(AIM OF THE EXERCISE) Print the listing below in its entirety, character for character.

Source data

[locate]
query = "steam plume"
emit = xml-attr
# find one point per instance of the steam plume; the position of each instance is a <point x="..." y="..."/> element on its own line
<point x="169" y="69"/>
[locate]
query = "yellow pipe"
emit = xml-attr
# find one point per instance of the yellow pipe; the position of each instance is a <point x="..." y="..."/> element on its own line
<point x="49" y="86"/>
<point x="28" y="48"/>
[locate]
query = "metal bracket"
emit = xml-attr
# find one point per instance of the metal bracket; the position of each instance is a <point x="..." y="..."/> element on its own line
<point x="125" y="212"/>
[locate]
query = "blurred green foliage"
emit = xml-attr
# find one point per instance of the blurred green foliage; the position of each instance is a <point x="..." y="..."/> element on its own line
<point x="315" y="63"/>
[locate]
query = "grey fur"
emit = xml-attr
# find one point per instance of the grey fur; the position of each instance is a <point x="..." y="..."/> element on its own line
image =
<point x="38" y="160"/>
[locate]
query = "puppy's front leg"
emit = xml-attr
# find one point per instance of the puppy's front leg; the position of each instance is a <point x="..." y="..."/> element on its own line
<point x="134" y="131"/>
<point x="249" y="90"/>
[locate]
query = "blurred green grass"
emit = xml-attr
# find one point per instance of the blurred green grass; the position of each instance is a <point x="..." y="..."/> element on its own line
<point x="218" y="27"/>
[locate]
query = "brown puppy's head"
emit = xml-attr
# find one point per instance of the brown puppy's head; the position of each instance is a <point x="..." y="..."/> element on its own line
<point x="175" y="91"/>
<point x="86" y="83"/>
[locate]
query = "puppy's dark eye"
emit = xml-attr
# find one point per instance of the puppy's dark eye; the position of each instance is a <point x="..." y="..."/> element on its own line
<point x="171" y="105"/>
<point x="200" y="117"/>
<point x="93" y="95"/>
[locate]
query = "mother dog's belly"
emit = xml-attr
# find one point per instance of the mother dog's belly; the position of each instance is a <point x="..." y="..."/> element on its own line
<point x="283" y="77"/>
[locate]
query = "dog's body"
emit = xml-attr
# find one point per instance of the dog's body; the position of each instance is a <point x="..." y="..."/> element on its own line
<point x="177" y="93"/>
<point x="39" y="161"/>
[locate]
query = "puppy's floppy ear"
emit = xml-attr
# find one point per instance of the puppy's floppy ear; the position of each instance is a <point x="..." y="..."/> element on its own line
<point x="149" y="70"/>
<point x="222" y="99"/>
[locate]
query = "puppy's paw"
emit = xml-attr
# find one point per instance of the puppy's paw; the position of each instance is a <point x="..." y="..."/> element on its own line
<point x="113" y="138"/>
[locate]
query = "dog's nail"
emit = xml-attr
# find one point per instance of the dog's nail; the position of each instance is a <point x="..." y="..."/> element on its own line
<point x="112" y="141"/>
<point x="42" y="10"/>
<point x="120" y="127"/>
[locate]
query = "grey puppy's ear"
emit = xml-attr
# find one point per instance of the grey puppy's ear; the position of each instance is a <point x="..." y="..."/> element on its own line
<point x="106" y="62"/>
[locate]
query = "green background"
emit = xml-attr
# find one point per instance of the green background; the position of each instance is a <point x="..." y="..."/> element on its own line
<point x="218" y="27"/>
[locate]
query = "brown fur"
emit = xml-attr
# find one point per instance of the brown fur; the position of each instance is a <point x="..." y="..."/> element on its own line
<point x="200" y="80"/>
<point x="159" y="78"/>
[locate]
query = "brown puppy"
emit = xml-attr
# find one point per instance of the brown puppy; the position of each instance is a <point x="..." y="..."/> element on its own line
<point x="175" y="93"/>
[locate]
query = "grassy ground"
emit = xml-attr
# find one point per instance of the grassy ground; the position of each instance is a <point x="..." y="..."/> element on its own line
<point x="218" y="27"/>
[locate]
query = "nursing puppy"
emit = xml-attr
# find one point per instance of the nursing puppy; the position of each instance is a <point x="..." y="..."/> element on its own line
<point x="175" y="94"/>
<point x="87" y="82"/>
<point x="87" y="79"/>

(ANSWER TO THIS TASK)
[locate]
query = "steam plume"
emit = xml-attr
# find one point per instance of the steam plume; the position of each instance is a <point x="..." y="..."/> element on its own line
<point x="169" y="69"/>
[locate]
query = "yellow pipe"
emit = xml-attr
# find one point per instance of the yellow pipe; the position of each instance is a <point x="..." y="..."/> element on its own line
<point x="49" y="86"/>
<point x="28" y="48"/>
[locate]
query = "metal bracket"
emit = xml-attr
# find one point per instance of the metal bracket; the position of each instance is a <point x="..." y="..."/> element on its own line
<point x="125" y="212"/>
[locate]
query = "blurred green foliage"
emit = xml-attr
# find one point per instance of the blurred green foliage; the position of each instance is a <point x="..." y="..."/> element on its own line
<point x="315" y="63"/>
[locate]
query = "grey fur"
emit = xml-attr
# find one point per instance of the grey fur; the position of each instance is a <point x="..." y="..."/> element on its own line
image =
<point x="38" y="160"/>
[locate]
query = "puppy's front leg"
emit = xml-attr
# find one point per instance of the puppy's front leg; the position of each instance is a <point x="..." y="..."/> element on its own line
<point x="134" y="131"/>
<point x="249" y="90"/>
[locate]
query = "blurred green grass"
emit = xml-attr
# find one point per instance of the blurred green grass; the position of each instance is a <point x="..." y="..."/> element on its own line
<point x="218" y="27"/>
[locate]
query = "brown puppy's head"
emit = xml-attr
# find one point per instance of the brown puppy's head; the position of each instance is a <point x="..." y="..."/> element on its own line
<point x="175" y="91"/>
<point x="86" y="83"/>
[locate]
query = "puppy's dark eye"
emit = xml-attr
# find one point per instance of the puppy's dark eye; the position of each instance is a <point x="..." y="..."/> element on its own line
<point x="171" y="105"/>
<point x="200" y="117"/>
<point x="93" y="95"/>
[locate]
query = "mother dog's belly"
emit = xml-attr
# find one point per instance of the mother dog's belly; the position of each instance is a <point x="..." y="..."/> element on its own line
<point x="283" y="77"/>
[locate]
query = "dog's body"
emit = xml-attr
# find one point per instance of the dog's body; the position of each instance is a <point x="..." y="..."/> element on its own line
<point x="177" y="93"/>
<point x="39" y="161"/>
[locate]
query = "puppy's floppy ear"
emit = xml-attr
# find one point per instance of the puppy's floppy ear; the position of each instance is a <point x="..." y="..."/> element on its own line
<point x="149" y="70"/>
<point x="222" y="99"/>
[locate]
query = "puppy's paw"
emit = xml-attr
# find one point per instance of the puppy's paw; the position of each instance is a <point x="..." y="..."/> element on its own line
<point x="113" y="138"/>
[locate]
query = "dog's nail"
emit = xml-attr
# find one point per instance of the dog's nail; the position of each instance is a <point x="..." y="..."/> element on its own line
<point x="112" y="141"/>
<point x="42" y="10"/>
<point x="120" y="127"/>
[locate]
query = "grey puppy's ear"
emit = xml-attr
# find one point per instance of the grey puppy's ear; the position of each instance is a <point x="..." y="..."/> element on its own line
<point x="106" y="62"/>
[locate]
query = "green background"
emit = xml-attr
# find one point per instance of the green background; the position of each instance is a <point x="..." y="..."/> element on its own line
<point x="218" y="27"/>
[locate]
query = "brown fur"
emit = xml-attr
# find one point per instance of the brown fur; the position of each instance is a <point x="..." y="..."/> element on its own line
<point x="200" y="80"/>
<point x="159" y="78"/>
[locate]
query = "brown puppy"
emit = xml-attr
# find one point per instance of the brown puppy; the position of each instance is a <point x="..." y="..."/> element on its own line
<point x="175" y="93"/>
[locate]
query = "grassy ground"
emit = xml-attr
# find one point per instance of the grassy ground; the position of each instance is a <point x="..." y="..."/> element on its own line
<point x="218" y="27"/>
[locate]
query = "nursing puppy"
emit = xml-attr
# find one point per instance of the nursing puppy; the position of each instance is a <point x="..." y="..."/> element on its own line
<point x="175" y="94"/>
<point x="87" y="82"/>
<point x="87" y="79"/>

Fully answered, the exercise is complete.